● **SOURCE EXTRACT**:
########################################
Language Research
8. Miscellaneous: What else can be found about languages and minorities?
KOSOVO
According to an article written by David Pryce-Jones and published in the National Review on April 19, 1999 the situation in Kosovo is comparable with that in Germany during the Second World War. In 1993 the population of Kosovo was 2,100,000 with 90% of Albanians, 8% of Serbs and Montenegrins and 2% of others.
Kosovo is de facto an autonomous province of Serbia. Its Parliament and Government has been illegally suspended. Once an autonomous federal unit of Yugoslavia, in 1989 it was stripped of its autonomy by the government of Slobodan Milosevic.
After the revocation of Kosovo’s autonomy, the Serbian authorities closed schools in the Albanian language, massively dismissed Albanians from state-owned enterprises, and suspended Kosovo’s legal Parliament and Government. Serbia instituted a regime of systematic oppression of the Albanian population in Kosovo, and flagrant violations of basic rights of Albanians occurred frequently.
Initially the Albanians responded to the repression with peaceful and passive resistance. In 1992 the people of Kosovo held free elections in which they chose their leadership and expressed their determination for the independence (1991 referendum). In the same year the Kosovo Parliament declared Independence. They formed a parallel government, found means of continuing Albanian-language education outside of occupied premises and providing health care (most Albanian doctors had been dismissed from state-owned hospitals by Serb installed authorities).
########################################
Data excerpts
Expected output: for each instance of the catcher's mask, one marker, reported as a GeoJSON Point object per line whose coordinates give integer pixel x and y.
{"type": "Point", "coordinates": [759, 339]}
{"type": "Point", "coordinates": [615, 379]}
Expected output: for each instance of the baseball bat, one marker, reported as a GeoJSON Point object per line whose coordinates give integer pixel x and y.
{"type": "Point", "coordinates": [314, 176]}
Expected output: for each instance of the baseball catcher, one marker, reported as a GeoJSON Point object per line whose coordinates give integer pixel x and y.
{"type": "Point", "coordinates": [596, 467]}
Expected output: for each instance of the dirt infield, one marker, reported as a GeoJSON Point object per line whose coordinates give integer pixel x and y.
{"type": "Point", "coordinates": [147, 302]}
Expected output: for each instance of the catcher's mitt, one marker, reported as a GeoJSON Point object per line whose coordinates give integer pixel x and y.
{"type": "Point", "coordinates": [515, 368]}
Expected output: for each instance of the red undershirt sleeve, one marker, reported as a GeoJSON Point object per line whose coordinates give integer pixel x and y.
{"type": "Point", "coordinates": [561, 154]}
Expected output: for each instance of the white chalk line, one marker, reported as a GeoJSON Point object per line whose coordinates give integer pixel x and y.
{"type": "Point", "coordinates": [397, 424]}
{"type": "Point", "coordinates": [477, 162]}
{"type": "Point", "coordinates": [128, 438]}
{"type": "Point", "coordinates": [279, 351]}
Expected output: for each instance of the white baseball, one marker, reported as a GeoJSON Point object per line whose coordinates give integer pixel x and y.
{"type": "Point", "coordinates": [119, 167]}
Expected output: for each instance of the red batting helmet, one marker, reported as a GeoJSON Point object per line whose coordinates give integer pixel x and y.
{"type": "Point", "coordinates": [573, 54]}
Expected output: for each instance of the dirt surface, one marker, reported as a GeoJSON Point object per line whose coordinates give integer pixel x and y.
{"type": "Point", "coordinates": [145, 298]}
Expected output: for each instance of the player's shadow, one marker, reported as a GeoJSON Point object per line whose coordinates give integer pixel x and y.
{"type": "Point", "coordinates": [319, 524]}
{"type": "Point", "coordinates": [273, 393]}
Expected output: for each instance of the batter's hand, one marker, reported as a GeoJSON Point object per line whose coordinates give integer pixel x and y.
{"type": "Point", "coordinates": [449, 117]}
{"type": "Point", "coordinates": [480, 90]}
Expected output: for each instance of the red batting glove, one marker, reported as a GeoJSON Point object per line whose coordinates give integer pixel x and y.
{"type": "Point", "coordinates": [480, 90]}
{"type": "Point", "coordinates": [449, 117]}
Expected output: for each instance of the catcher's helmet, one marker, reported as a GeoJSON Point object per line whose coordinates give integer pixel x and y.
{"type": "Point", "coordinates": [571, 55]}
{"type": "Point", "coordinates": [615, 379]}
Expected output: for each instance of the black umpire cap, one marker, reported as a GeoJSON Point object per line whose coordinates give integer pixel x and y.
########################################
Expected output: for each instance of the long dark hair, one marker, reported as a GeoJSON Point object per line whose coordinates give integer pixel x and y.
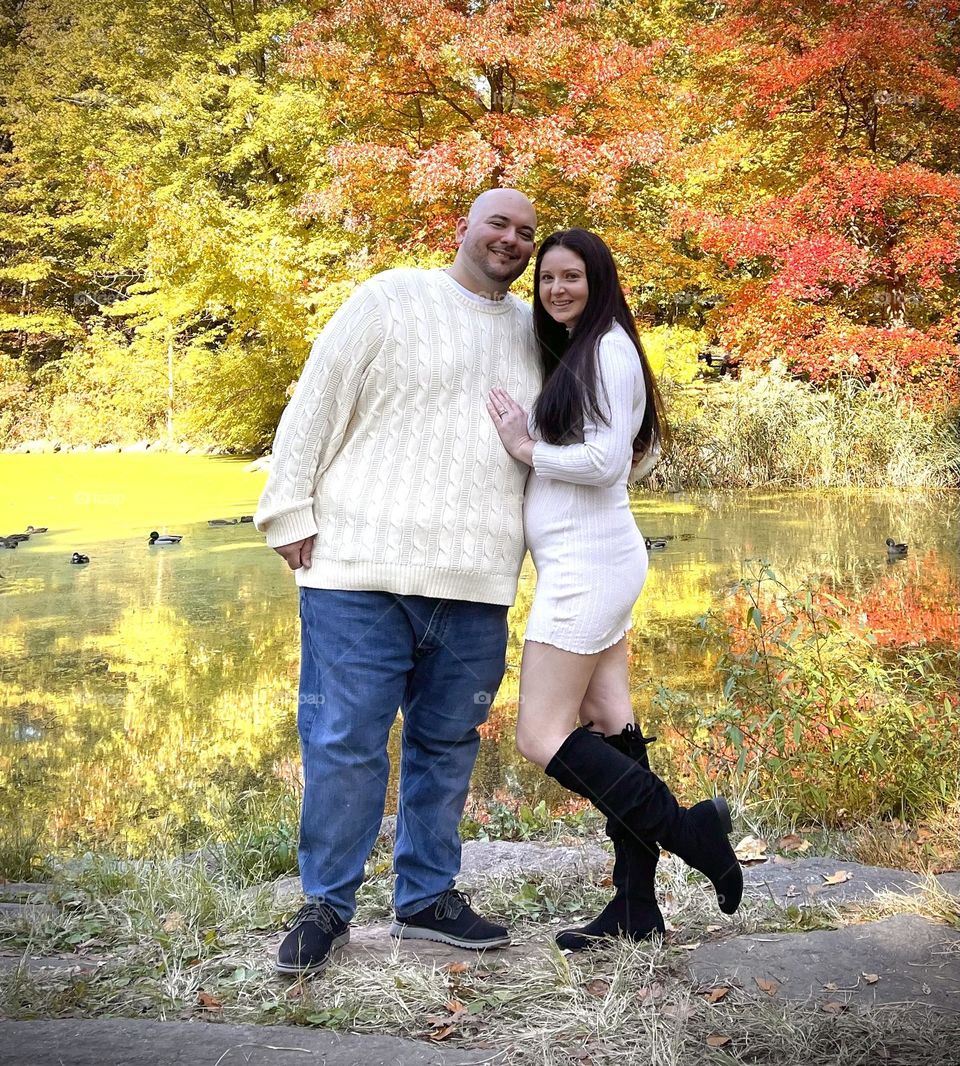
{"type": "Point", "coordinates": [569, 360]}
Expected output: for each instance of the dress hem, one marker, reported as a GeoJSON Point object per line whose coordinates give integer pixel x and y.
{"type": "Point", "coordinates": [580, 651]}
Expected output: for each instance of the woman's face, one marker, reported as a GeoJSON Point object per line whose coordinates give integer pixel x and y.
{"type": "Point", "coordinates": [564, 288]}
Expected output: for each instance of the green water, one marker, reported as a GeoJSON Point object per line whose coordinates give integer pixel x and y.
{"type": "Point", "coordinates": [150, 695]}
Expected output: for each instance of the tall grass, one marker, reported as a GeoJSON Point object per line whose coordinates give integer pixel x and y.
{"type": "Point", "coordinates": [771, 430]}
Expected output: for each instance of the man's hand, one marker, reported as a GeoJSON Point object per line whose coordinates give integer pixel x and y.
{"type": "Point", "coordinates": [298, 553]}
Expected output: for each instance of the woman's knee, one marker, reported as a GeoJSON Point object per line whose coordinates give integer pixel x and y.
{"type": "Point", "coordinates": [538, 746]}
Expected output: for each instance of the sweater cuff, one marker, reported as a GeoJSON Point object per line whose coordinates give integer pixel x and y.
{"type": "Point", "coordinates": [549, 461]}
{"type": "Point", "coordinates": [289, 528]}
########################################
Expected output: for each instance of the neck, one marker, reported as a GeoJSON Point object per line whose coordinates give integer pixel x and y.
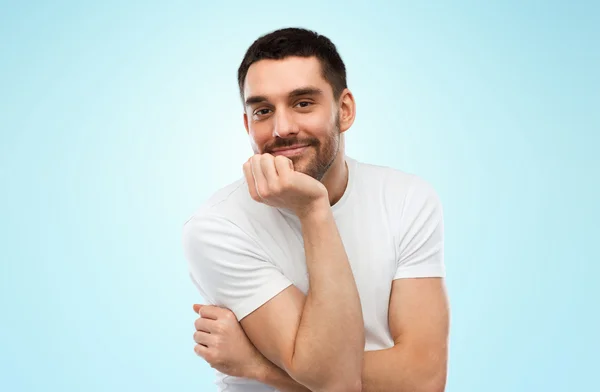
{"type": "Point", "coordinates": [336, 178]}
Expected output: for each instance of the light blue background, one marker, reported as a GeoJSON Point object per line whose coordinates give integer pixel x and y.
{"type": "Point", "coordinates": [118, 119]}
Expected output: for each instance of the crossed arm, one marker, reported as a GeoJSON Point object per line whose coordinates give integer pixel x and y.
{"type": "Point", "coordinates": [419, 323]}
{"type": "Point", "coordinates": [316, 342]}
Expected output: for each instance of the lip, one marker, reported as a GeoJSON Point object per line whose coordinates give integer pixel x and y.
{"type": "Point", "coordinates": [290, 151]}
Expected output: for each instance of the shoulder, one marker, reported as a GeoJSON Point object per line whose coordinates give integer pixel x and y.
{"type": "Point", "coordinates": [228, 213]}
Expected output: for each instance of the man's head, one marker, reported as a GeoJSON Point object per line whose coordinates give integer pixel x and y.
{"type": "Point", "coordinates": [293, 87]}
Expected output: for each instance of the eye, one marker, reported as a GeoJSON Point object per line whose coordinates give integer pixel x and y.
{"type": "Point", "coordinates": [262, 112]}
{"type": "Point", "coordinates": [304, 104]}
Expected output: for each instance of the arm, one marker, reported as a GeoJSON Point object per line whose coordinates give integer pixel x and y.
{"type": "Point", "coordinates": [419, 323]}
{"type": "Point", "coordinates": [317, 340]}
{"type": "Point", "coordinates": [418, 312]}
########################################
According to the Kosovo text, in what year was Kosovo stripped of its autonomy? The data excerpts come from a different source than the Kosovo text.

1989